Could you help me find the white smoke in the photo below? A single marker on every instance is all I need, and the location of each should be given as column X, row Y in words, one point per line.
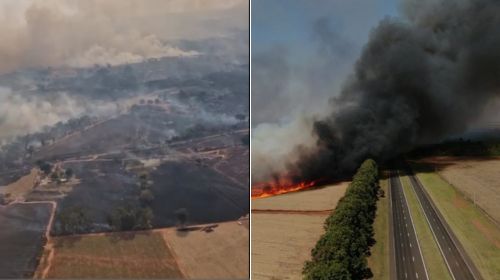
column 21, row 114
column 38, row 33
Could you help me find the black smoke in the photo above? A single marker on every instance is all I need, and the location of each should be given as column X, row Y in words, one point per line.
column 418, row 80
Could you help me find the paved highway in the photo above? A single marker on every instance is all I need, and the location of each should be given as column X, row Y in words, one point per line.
column 408, row 257
column 456, row 260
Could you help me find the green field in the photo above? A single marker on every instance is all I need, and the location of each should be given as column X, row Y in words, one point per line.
column 477, row 233
column 379, row 259
column 434, row 262
column 118, row 255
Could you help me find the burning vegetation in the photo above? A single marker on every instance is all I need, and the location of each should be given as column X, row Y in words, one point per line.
column 279, row 186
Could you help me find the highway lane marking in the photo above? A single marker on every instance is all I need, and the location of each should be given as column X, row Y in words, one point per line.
column 432, row 229
column 414, row 231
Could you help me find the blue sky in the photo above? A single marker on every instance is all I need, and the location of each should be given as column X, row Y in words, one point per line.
column 289, row 22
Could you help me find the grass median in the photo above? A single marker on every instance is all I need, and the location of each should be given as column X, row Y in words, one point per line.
column 478, row 234
column 379, row 259
column 434, row 261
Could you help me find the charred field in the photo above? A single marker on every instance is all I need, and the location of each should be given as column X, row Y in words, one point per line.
column 23, row 228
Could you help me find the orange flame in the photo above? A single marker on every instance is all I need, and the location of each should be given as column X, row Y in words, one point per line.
column 280, row 186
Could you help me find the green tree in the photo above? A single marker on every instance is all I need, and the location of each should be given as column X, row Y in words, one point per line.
column 74, row 220
column 146, row 197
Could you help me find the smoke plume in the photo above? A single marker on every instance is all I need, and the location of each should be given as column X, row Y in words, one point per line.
column 22, row 114
column 419, row 79
column 41, row 33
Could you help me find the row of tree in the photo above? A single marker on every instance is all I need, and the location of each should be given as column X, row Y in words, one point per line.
column 341, row 253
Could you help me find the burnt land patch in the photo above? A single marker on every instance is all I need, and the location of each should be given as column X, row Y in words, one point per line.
column 22, row 238
column 205, row 195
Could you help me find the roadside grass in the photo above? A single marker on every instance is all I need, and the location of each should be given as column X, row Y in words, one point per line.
column 379, row 260
column 478, row 234
column 140, row 255
column 434, row 261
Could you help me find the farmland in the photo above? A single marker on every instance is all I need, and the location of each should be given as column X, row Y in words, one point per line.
column 22, row 231
column 478, row 234
column 221, row 252
column 478, row 178
column 118, row 255
column 282, row 242
column 173, row 153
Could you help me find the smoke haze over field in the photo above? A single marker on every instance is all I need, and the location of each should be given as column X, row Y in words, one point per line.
column 38, row 33
column 419, row 79
column 20, row 114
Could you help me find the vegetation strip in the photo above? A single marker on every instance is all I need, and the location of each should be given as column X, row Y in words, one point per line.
column 379, row 258
column 342, row 251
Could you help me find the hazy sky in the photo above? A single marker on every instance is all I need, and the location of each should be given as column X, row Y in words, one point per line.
column 289, row 22
column 38, row 33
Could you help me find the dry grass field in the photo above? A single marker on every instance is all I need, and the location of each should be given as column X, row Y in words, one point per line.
column 477, row 178
column 118, row 255
column 220, row 254
column 322, row 198
column 282, row 242
column 18, row 189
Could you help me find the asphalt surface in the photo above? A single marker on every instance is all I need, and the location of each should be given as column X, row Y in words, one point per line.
column 456, row 260
column 408, row 257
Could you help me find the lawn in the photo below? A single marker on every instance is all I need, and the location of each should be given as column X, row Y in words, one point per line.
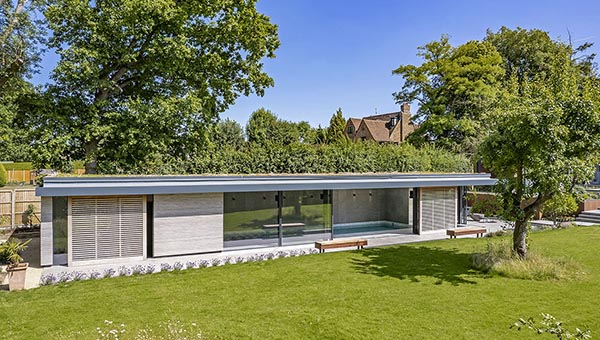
column 417, row 291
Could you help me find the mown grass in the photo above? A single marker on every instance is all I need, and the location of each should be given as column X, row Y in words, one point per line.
column 418, row 291
column 499, row 259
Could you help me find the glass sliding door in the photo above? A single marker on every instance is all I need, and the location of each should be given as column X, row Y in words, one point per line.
column 60, row 230
column 250, row 220
column 306, row 216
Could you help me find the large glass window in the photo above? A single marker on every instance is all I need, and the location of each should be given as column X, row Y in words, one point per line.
column 59, row 225
column 306, row 216
column 250, row 219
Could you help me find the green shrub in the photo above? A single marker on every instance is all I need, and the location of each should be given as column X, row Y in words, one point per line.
column 560, row 208
column 499, row 259
column 487, row 205
column 18, row 166
column 3, row 176
column 10, row 252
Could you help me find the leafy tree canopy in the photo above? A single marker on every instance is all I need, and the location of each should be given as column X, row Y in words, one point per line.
column 140, row 79
column 265, row 128
column 336, row 133
column 543, row 140
column 228, row 133
column 454, row 87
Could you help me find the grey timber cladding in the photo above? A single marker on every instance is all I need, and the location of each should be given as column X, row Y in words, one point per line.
column 187, row 224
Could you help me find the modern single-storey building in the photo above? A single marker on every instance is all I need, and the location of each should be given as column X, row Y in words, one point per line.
column 93, row 220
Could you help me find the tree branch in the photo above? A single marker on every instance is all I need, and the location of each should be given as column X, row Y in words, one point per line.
column 13, row 22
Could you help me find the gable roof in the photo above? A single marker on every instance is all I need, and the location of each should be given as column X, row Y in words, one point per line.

**WORK INSTRUCTION:**
If a record holds a picture, leave the picture out and copy everything else exactly.

**RESPONSE BELOW:**
Could you help me find the white smoke in the photo below? A single marker on every instance is all I need, and the location of each should be given as column X, row Y in words, one point per line.
column 21, row 114
column 38, row 33
Could you help me find the black smoke in the photo above? A single marker on every instance is all I need, and the location of each should be given as column X, row Y in words, one point per line.
column 418, row 80
Could you help me find the paved highway in the photo above? A single marker on every instance is all I need, and the location of each should be given as column X, row Y in words, one point per line.
column 408, row 257
column 456, row 260
Could you help me find the green field in the photo above? A single marker on every instance is all I need, and the location of each should be given as column X, row Y in words, one point per line.
column 477, row 233
column 379, row 259
column 434, row 262
column 118, row 255
Could you help me find the burning vegetation in the photo above? A single marker on every instance is all I need, and the location of each should be given as column X, row Y in words, one point per line.
column 279, row 186
Could you help me find the highway lane marking in the photo above? A single marker on every instance is all I need, and the location of each should be given as column X, row Y in words, one point per line.
column 432, row 229
column 414, row 231
Could you help me find the blue sky in the photo above? A single marker on every instance is all I need, and the location of each should be given as column X, row Y in words, one point per line.
column 289, row 22
Could you help me find the grass median in the photo above? A single marker on every instance is all I need, and the location of each should be given as column X, row Y in words, one point per line.
column 478, row 234
column 379, row 259
column 434, row 261
Could you help me find the charred field in the photo above? A single marker on every instance is all I need, and the location of each should be given as column X, row Y in words, one point per line.
column 23, row 228
Could you help me find the orange flame in the photo above? A single marker on every instance is all I need, and the location of each should be given as column X, row Y in words, one point per line.
column 280, row 186
Could you help me find the green tree in the photo above? A single marker on every instance is all I need, and the location of each should be given as column X, row Y in words, one point per line.
column 74, row 220
column 146, row 197
Could you help me find the smoke plume in the photo above? A single marker on every instance is all I need, and the location of each should be given as column X, row Y in words, one point per line.
column 22, row 114
column 419, row 79
column 41, row 33
Could you help me find the row of tree in the photo above? A single marker on every instance is all I need, and the location of each should be given as column X, row Y in words, one point per line.
column 341, row 253
Could you help me find the burnt land patch in the photo above? A single marker on every instance is all I need, and the location of each should be given as column X, row Y in words, one point per line.
column 22, row 238
column 205, row 195
Could you help me find the roadside grass in the photo above? A single marker on every instance is all I need, and the location of each should be given as column X, row Y in words, one point per line.
column 379, row 260
column 478, row 234
column 140, row 255
column 434, row 261
Could you help me find the farmland in the photo above? A single marker on every instance is all I need, and the location of each should be given as column X, row Y in words, one point per line.
column 22, row 231
column 478, row 234
column 221, row 252
column 478, row 178
column 118, row 255
column 282, row 242
column 173, row 153
Could you help me find the smoke haze over field in the photo above? A single marker on every instance is all I need, and the location of each should be given as column X, row Y in words, one point per line.
column 38, row 33
column 419, row 79
column 20, row 114
Could you help me find the vegetation strip in the photo above? A single marker on every instance is all I need, and the location of each should be given as column X, row Y in words, one point per line.
column 379, row 258
column 342, row 251
Could you help me find the hazy sky in the photo above? A single marker on every instance is all I need, and the location of each should be given as column X, row Y in words, one point per line.
column 289, row 22
column 38, row 33
Could you help me find the dry grass field in the photo above? A single marker on every instance is all I need, and the location of each should be given as column X, row Y in words, one point per line.
column 477, row 178
column 118, row 255
column 220, row 254
column 322, row 198
column 282, row 242
column 18, row 189
Could you help me find the asphalt surface in the photo above? A single marker on every instance is all I need, and the location of each should be given as column X, row Y in words, one point per line.
column 456, row 260
column 408, row 257
Could you help me find the lawn in the photo below? A single marker on every instance is all I need, and the location of each should be given as column X, row Y in words, one point per line.
column 417, row 291
Could you help me find the mown grass in the photo above? A single marker on every instance is all I need, and the location of each should be given as column X, row Y in words, one point per line.
column 418, row 291
column 499, row 259
Could you help me find the glass sliding door in the photo above? A single marker on every instance is all I need, and the location of each should be given as column X, row Y in words, one point per line.
column 60, row 230
column 250, row 220
column 306, row 216
Could you help me find the large glass window in the photo above? A single marker on every instance is all I need, and the location of each should be given as column X, row Y in words, one point per line.
column 59, row 225
column 306, row 216
column 250, row 219
Could you help me find the green shrub in the photo above? A single marker on every instance is all I need, and the location of each should be given as column X, row Y in words, one point per line.
column 560, row 208
column 499, row 259
column 487, row 205
column 18, row 166
column 3, row 176
column 10, row 252
Could you help me find the leafy tree canopy in the photo above? A single marker on every instance is all I need, and the location of each should be given as column X, row Y in words, one point per line.
column 140, row 79
column 265, row 128
column 336, row 133
column 543, row 140
column 228, row 133
column 454, row 87
Could you help me find the grey timber cladding in the photo above? A single marker on every instance is all I need, and the location of each should be given as column X, row Y in words, one point per line.
column 187, row 224
Could you help me find the modern single-storey building in the photo above? A single marker on every instance is all I need, and the location of each should be given as column X, row Y in words, one point per line.
column 93, row 220
Could you help me find the tree branch in the photo above? A single marker on every instance is all I need, and the location of each should be given as column X, row Y in words, one point per line.
column 13, row 22
Could you help me find the gable roof in the photo above? A single marker on every instance is all I need, and the location of each should be given as column X, row Y in words, one point per line.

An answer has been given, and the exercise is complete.